AIM ▸
Please report every line of the material below that contains the word "above", copying each such line in full. Case counts.

--- begin GIVEN RECORDS ---

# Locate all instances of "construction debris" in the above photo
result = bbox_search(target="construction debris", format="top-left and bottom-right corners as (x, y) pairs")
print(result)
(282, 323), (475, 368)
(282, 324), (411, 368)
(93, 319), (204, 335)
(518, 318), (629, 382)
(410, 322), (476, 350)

--- end GIVEN RECORDS ---
--- begin GIVEN RECORDS ---

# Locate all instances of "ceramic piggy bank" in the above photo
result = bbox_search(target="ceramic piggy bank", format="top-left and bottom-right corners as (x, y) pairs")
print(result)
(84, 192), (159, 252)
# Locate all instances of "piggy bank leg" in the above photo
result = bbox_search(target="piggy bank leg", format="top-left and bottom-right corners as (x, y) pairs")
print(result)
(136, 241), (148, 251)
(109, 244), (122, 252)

--- end GIVEN RECORDS ---

FINAL RESULT ▸
# Locate all instances of "construction debris" in the above photo
# Locate all instances of "ceramic piggy bank" in the above photo
# Locate all instances of "piggy bank leg" in the above photo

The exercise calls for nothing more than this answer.